Actions to take
**1)** According to the high tech office occupancy article, what percentage of tech companies take an office-centric approach?
**2)** Copy the high tech office occupancy article word for word, starting at "High tech has" and ending at "has been slower.".
**3)** Write the next part of the high tech office occupancy article, picking up after its final sentence.

Page excerpt

High Tech Office Occupancy Remains Complex

The pandemic, and now tighter economic times, have affected how the sectors deals with office space.

High tech has for years been a major source of revenue for the office sector. But changes induced by the pandemic and macroeconomic headwinds are making the real estate practices of the industry far less certain.

Cushman & Wakefield took a look at how high tech and its use of CRE are adjusting. One of the pressures on leasing is the number of people who will need to be placed in offices. Coming out of the initial pandemic responses, tech had taken to working from home, given that much of the activity could be done remotely. Getting back into the office has been slower.

The industry has the lowest office-centric approach of the seven that the Cushman & Wakefield analysis examined, with only 3.13% of companies taking an office-centric approach. It also had the second largest remote first contingent at 28.13%, with only professional and business services rating higher at 28.57%. At just under 60%, tech also has the lowest office flex approach.

“The tech sector is the most diverse in its thinking about the future of office work—tech companies have been apt to try hybrid, remote-first, and even work-from-anywhere methodologies,” writes Cushman. “However, similarly to other industries, tech companies are most likely to be implementing a hybrid work environment that includes a mix of in-office and remote work for most employees.”

The industry would also seem to have a genuinely smaller perceived need for office leasing than others, given these dynamics. However, the analysis also notes that Big Tech continues to make long-term commitments to space.

[Phrase grounding data]
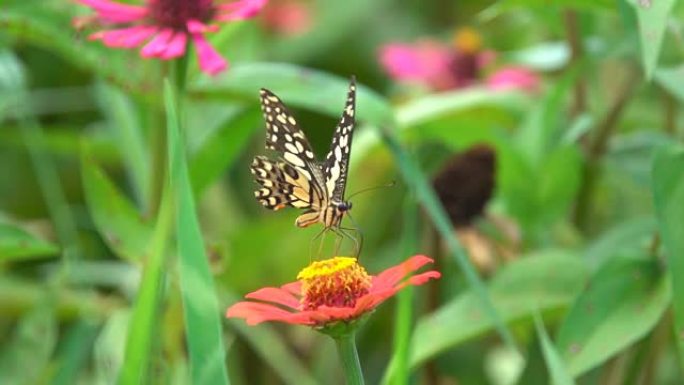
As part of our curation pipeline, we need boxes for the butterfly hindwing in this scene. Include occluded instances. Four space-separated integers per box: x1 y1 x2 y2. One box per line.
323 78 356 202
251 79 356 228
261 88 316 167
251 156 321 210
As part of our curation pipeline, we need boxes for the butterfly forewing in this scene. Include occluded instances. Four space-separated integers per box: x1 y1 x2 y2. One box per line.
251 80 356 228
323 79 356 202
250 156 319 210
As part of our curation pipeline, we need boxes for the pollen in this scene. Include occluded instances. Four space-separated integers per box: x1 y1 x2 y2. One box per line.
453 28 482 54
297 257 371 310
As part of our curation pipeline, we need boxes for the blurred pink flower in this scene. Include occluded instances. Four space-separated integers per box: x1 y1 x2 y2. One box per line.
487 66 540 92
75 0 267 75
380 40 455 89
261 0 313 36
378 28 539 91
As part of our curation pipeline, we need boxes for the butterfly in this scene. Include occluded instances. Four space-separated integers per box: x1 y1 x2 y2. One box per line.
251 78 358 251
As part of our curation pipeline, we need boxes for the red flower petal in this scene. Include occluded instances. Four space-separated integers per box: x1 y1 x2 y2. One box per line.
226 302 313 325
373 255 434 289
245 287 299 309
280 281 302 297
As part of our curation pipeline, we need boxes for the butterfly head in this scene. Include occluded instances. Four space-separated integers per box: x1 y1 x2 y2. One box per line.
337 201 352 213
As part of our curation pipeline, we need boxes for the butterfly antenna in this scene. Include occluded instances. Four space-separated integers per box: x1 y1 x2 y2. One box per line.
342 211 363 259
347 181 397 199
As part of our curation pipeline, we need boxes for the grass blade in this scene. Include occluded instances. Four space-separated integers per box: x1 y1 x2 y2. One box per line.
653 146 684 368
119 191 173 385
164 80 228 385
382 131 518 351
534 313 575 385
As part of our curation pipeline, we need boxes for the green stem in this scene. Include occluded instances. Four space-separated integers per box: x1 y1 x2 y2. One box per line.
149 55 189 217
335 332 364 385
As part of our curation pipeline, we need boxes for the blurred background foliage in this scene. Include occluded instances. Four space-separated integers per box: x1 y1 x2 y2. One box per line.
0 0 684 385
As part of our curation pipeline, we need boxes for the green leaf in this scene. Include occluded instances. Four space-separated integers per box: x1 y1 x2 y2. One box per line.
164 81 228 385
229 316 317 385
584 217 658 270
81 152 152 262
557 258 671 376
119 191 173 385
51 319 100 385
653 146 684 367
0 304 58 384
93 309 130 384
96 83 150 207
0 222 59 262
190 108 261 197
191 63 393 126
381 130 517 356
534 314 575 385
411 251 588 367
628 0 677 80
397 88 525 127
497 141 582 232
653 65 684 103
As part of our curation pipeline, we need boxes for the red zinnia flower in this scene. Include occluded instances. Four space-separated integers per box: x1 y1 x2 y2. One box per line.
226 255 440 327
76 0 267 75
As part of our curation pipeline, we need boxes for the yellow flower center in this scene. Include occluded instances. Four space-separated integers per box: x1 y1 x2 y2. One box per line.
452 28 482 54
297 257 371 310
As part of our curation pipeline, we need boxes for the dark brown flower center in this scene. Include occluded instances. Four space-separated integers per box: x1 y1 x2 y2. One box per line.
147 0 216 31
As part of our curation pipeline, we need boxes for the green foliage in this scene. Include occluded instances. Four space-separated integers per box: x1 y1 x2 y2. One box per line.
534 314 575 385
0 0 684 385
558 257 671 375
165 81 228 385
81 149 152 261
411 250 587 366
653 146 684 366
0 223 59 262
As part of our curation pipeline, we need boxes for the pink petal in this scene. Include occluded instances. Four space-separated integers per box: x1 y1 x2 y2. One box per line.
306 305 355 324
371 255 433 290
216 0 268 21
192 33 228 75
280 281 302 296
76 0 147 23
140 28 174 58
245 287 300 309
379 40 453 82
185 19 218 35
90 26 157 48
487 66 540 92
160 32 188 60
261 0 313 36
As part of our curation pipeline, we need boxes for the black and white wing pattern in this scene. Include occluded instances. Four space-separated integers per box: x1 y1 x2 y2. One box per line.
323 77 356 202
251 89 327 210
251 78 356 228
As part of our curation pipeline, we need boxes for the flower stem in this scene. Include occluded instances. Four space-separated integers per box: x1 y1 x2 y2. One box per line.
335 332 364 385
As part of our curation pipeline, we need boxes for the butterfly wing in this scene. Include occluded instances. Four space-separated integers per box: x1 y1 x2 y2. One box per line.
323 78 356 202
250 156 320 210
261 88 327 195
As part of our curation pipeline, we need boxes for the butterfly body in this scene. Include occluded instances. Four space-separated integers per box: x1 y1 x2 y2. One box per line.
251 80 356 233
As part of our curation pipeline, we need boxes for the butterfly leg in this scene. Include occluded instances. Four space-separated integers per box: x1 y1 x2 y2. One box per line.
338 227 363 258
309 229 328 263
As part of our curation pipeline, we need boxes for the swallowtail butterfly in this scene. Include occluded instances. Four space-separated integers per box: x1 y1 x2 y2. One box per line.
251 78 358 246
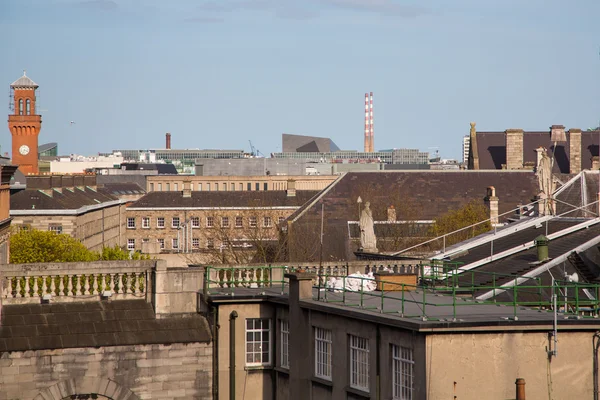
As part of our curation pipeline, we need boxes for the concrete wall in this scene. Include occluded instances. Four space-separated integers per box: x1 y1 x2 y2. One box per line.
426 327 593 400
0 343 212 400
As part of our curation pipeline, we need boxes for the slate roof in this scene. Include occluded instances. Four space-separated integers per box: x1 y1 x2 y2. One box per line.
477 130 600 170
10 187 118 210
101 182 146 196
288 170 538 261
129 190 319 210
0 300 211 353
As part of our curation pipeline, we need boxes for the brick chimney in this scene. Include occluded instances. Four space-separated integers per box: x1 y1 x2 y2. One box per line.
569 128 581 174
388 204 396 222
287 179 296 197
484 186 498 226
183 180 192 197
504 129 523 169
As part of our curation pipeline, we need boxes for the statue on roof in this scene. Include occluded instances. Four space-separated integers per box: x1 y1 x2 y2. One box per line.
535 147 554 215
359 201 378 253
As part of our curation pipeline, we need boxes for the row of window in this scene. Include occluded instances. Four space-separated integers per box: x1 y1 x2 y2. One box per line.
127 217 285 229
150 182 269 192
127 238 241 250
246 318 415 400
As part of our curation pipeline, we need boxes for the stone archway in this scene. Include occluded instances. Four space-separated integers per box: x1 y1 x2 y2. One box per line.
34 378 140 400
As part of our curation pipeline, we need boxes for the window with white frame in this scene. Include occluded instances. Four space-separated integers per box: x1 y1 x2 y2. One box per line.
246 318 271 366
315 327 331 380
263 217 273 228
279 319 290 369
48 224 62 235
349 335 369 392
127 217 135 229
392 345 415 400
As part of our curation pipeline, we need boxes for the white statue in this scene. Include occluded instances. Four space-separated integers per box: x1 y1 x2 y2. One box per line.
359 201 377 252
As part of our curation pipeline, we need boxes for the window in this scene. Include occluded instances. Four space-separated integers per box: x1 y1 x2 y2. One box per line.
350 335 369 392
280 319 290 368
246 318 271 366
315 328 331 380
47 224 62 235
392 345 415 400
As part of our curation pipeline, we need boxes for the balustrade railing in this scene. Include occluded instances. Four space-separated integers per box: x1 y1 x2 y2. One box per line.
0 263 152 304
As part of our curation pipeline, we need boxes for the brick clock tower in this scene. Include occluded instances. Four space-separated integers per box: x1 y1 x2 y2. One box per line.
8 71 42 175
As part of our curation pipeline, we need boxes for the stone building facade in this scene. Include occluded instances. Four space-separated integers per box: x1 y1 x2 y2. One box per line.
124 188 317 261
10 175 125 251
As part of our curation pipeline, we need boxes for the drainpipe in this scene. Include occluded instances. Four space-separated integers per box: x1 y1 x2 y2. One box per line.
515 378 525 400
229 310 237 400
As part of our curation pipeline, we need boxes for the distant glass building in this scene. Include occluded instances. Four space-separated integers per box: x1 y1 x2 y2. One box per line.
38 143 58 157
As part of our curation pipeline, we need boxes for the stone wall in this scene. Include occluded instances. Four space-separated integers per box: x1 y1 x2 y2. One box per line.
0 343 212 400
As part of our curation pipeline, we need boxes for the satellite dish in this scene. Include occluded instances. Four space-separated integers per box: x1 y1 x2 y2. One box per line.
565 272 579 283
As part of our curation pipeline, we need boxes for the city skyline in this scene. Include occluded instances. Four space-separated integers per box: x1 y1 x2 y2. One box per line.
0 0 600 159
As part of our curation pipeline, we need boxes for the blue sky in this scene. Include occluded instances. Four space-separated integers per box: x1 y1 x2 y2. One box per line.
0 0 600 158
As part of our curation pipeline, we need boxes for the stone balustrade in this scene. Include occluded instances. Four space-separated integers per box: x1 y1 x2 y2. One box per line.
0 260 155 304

Answers by item
**1)** Only 3.13% of tech companies take an office-centric approach.

**2)**
High tech has for years been a major source of revenue for the office sector. But changes induced by the pandemic and macroeconomic headwinds are making the real estate practices of the industry far less certain.

Cushman & Wakefield took a look at how high tech and its use of CRE are adjusting. One of the pressures on leasing is the number of people who will need to be placed in offices. Coming out of the initial pandemic responses, tech had taken to working from home, given that much of the activity could be done remotely. Getting back into the office has been slower.

**3)**
“Driven by a lack of clarity early in the pandemic, occupiers were both more likely to sign renewals than new leases and shorten the average lease length,” the firm wrote. “Interestingly, the one exception to the pandemic-era lease-term shortening trend has been large tech firms’ new leases, which are over a year longer on average than they were prior to the pandemic. New leases for the largest tech companies—those with 3 million square feet (msf) or more in leases—increased from just under 91 months in the 10-quarter pre-pandemic period (Q4 2017-Q1 2020) to almost 106 months in the pandemic period (Q2 2020-Q3 2022).”

Even there, things are changing. “Big Tech renewals fell from 55 months in the 10-quarter pre-pandemic period to just over 46 months in the 10-quarter pandemic period. Medium/ and small tech companies recorded a similar decline, falling from an average of over 49 months to over 38 months.

But while total new and renewal leasing has dropped by almost half compared to the runup to the pandemic, it remains a significant force in office leasing.